[WHAT TO WORK ON]
**a)** Extract the passage of the forum thread on duplicate root entries in /proc/mounts that starts at "I have the same" and ends at "two root mounted.".
**b)** Write what comes next in the forum thread about the two root entries in /proc/mounts, picking up from its final post.
-- Begin ARTICLE --
# two root entries in /proc/mounts, neither in fstab?

## drwook

hey guys,

Well this has confused me, at the top of /proc/mounts (and /etc/mtab) I've got this;

 *Quote:*   

> 
> 
> rootfs / rootfs rw 0 0
> 
> /dev/root / reiserfs rw,noatime 0 0
> ...

 

I don't recall making one, but /dev/root appears to be a symlink to /dev/hdc3 (the actual root partition for the system).  Not sure if this may be udev upgrade weirdness?  (or outside chance openrc/baselayout-2, but I can't see it if it is...)

my /etc/fstab starts ;

 *Quote:*   

> 
> 
> /dev/hdc6               /boot           ext2            noauto,noatime         1 1
> 
> /dev/hdc3               /               reiserfs        noatime                0 0
> ...

 

but /proc/mounts has no mention of hdc3 at all....?

Maybe I'm being stupid and having a bad day, but if so can someone point out what's going on here?  :Smile: 

----------

## Cazzantonio

I have the same problem, but it is an opernc/baselayout-2 issue since it happened after that upgrade.

It isn't an udev issue since a similar installation with same udev and stable baselayout doesn't have two root mounted.

----------

## enito

Hi, any way for fix this? i tryed manualy edit mtab and delete dupped / and setup correctly, but when you reboot , all back again, duped entry...thx

----------

## Dairinin

Looks like a new "feature" to me. Had to change "/dev/sdb6" to "/dev/root" in cacti data source.

----------

## uzz75

I don't think it's from udev

# cd /etc/udev/

# grep rootfs * -R

----------

## Dairinin

It's here:

/lib64/udev/write_root_link_rule

called from /lib/rcscripts/addons/udev-start.sh

----------

## enito

and how we can disable this new feature?

greets

----------

## ABCDwp

The actual change is that baselayout-2/openrc copies /proc/mounts onto /etc/mtab during boot - it does so, so that the mount table in /etc/mtab is correct (/proc/mounts is what the kernel actually mounted - not what you thought you mounted).  The /dev/root symlink is so that things make a little more sense to the average end-user, but is unneeded - the kernel will call the initramfs "rootfs" and the root=/dev/XYZ parameter "/dev/root" no matter what you do (IIRC).
-- End ARTICLE --
-- Begin INFORMATION SUPPLIED --
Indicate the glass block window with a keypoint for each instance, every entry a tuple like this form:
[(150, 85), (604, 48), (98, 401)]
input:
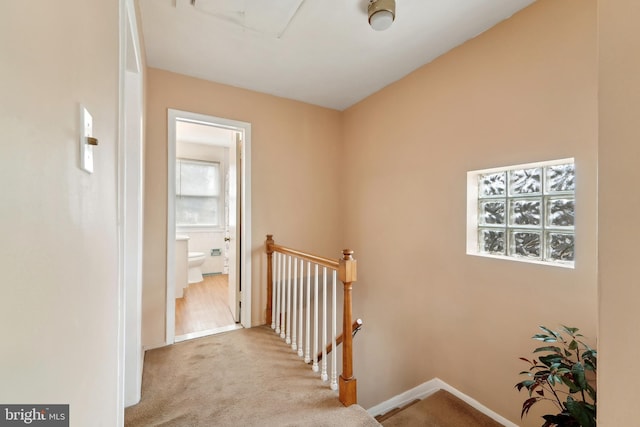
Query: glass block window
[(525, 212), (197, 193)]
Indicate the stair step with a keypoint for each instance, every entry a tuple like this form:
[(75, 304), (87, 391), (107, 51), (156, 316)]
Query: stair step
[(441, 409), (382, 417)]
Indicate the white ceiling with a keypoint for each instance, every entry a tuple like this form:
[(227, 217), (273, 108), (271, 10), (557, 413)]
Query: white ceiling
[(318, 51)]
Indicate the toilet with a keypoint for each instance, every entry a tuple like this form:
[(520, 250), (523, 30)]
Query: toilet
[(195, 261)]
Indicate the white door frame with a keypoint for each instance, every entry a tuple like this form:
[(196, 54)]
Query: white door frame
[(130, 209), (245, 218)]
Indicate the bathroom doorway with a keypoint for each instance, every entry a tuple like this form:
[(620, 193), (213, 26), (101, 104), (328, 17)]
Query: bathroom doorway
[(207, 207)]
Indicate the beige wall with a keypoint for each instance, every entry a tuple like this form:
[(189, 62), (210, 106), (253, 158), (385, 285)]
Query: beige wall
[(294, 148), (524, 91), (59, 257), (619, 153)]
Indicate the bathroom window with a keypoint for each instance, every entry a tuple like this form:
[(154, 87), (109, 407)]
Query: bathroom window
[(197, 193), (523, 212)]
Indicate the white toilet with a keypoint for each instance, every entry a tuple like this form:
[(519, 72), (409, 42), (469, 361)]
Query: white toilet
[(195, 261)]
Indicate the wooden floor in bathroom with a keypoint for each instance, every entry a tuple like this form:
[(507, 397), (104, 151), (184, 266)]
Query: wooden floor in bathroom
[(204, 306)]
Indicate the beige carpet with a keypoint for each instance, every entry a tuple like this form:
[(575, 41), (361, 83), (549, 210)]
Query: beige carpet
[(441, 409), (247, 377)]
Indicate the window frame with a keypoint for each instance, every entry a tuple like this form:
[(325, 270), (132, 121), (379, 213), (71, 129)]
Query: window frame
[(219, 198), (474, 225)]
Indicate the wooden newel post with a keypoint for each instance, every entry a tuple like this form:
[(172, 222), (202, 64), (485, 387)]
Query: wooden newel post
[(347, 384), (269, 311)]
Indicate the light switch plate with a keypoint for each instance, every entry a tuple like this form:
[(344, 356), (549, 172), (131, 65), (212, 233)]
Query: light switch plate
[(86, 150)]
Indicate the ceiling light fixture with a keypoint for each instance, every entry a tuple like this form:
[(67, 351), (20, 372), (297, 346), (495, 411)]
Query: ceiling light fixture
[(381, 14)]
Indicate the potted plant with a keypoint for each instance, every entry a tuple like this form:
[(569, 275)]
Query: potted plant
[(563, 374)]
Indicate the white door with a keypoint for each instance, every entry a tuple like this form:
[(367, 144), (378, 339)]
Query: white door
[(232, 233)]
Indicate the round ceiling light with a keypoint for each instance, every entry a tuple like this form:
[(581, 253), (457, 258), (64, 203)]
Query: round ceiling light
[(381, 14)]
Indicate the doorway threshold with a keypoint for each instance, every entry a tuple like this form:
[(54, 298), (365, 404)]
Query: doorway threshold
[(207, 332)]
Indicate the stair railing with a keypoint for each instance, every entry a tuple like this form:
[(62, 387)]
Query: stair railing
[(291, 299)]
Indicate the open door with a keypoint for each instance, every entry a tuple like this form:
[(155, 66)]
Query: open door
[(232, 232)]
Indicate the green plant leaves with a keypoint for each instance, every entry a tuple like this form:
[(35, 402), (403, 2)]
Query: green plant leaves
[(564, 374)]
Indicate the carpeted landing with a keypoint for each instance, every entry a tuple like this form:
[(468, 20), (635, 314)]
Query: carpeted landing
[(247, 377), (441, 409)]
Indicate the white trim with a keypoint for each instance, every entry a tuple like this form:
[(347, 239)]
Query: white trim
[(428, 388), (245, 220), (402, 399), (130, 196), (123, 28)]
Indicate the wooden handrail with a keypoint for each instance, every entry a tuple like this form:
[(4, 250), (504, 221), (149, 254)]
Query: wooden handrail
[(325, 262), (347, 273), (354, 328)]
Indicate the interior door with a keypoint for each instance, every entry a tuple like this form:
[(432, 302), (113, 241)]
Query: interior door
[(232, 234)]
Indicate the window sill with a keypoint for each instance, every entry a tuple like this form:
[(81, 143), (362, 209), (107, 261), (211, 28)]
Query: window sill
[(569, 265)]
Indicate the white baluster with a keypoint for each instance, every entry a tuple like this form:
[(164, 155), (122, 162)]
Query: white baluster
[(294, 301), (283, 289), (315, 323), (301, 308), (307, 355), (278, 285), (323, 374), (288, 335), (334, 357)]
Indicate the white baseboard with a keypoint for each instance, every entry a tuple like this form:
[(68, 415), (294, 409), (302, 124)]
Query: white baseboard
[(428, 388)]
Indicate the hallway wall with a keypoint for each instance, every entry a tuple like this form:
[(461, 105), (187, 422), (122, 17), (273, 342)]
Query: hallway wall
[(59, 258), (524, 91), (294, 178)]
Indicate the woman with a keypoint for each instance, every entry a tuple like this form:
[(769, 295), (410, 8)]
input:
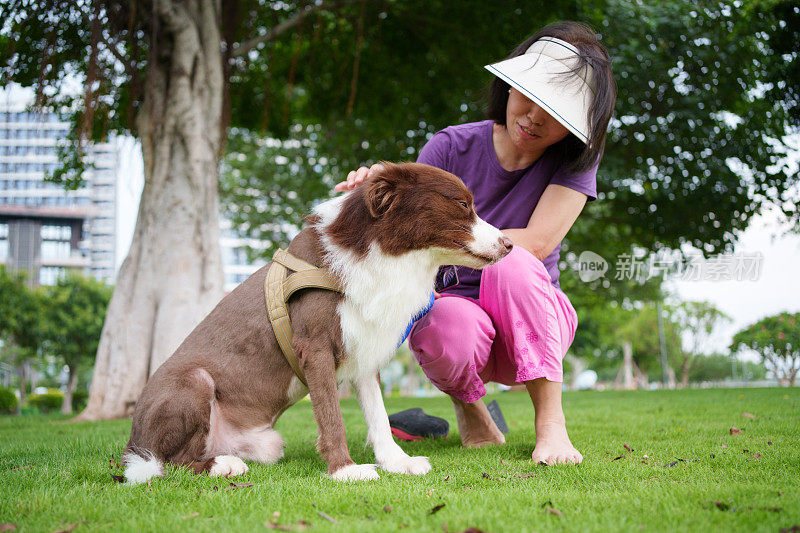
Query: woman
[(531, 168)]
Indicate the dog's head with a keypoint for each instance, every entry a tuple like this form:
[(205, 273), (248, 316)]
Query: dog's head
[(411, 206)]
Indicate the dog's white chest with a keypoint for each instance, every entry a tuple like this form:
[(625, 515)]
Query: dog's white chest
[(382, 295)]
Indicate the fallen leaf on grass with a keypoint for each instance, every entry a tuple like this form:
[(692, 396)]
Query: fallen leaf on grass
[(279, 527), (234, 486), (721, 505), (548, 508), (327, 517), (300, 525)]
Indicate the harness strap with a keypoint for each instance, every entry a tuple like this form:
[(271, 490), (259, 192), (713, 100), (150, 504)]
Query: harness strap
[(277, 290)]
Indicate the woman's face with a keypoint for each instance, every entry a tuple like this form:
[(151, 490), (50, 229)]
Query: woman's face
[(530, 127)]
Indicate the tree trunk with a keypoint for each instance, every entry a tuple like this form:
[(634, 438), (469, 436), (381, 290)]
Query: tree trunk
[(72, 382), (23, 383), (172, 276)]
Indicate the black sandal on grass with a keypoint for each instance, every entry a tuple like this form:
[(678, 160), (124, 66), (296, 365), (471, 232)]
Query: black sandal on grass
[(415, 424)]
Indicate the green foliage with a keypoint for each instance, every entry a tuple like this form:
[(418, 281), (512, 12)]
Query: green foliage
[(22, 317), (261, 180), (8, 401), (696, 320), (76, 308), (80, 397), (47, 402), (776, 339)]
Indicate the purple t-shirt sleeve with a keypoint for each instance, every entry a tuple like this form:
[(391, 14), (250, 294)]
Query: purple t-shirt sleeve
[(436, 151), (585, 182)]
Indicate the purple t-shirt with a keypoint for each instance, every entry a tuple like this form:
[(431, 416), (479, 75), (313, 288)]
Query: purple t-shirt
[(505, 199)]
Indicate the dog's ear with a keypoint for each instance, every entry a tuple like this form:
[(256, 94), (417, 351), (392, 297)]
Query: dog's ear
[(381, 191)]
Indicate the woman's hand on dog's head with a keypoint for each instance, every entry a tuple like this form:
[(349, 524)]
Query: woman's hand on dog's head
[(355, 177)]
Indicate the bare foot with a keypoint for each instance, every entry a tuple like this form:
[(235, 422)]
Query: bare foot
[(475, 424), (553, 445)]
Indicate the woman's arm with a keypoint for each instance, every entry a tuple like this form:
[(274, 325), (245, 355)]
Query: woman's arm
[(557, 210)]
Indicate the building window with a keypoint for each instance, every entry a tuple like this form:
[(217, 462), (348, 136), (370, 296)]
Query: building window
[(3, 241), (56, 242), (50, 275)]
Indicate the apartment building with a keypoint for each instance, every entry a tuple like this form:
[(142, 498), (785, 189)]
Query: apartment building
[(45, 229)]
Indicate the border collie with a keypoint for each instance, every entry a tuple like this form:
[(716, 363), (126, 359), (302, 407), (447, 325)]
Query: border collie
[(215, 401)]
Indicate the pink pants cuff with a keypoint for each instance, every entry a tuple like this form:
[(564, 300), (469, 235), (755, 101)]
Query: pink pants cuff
-- End INFORMATION SUPPLIED --
[ANSWERS GIVEN]
**a)**
I have the same problem, but it is an opernc/baselayout-2 issue since it happened after that upgrade.

It isn't an udev issue since a similar installation with same udev and stable baselayout doesn't have two root mounted.

**b)**
----------

## drwook

 *ABCDwp wrote:*   

> The actual change is that baselayout-2/openrc copies /proc/mounts onto /etc/mtab during boot - it does so, so that the mount table in /etc/mtab is correct (/proc/mounts is what the kernel actually mounted - not what you thought you mounted).  The /dev/root symlink is so that things make a little more sense to the average end-user, but is unneeded - the kernel will call the initramfs "rootfs" and the root=/dev/XYZ parameter "/dev/root" no matter what you do (IIRC).

 

hmm.  No initramfs here so can't quite see why there's a 'double mount' on /.  I won't have much of a chance to dig until the weekend but I'll check it out then....

----------

## The Unknown

This is not new, I have stable systems with the old baselayout and its the exact same.

Your not really double mounting root either. This quote is from some kernel documentation

 *Quote:*   

> 
> 
> 70	What is rootfs?
> 
> 71	---------------
> ...

 

And the /dev/root symlink is the same as well, my guess is its the same reason as why they provide /dev/cdrom symlinks etc.

----------

## Quaoar

but this "feature" definitely hit me with baselayou2/openrc - never had this before  and I still don't have it on the baselayout1-machines.

----------

## mv

I had googled about this quite a while ago. From my memory, these were the results:

baselayout-1 was once artificially modified to remove rootfs.

openrc wants to be more conformal to the standard (e.g. it should not run only under gentoo) and since some scripts out there rely on /dev/root, openrc makes no attempt to "hide" this filesystem.

----------

## Cazzantonio

I understand that this rootfs, mounted "below" the standard /dev/root, is something that the kernel does independently of openrc.

/proc/mounts lists correctly this rootfs with or without openrc. What openrc does is exactly copying all entries from /proc/mounts in /etc/mtab, so that's why this rootfs appears with baselayout-2.

What I don't really understand is what this rootfs really is. During the boot process root get mounted readonly and then remounted rw. This rootfs isn't the first mount of the root filesystem, since it is mounted rw. Also the rw remount should be made with "mount -o remount", which won't mount /dev/root above the old mount.

rootfs is present in ubuntu too so it isn't something gentoo-specific.

Can anyone explain me what rootfs is and what is there for?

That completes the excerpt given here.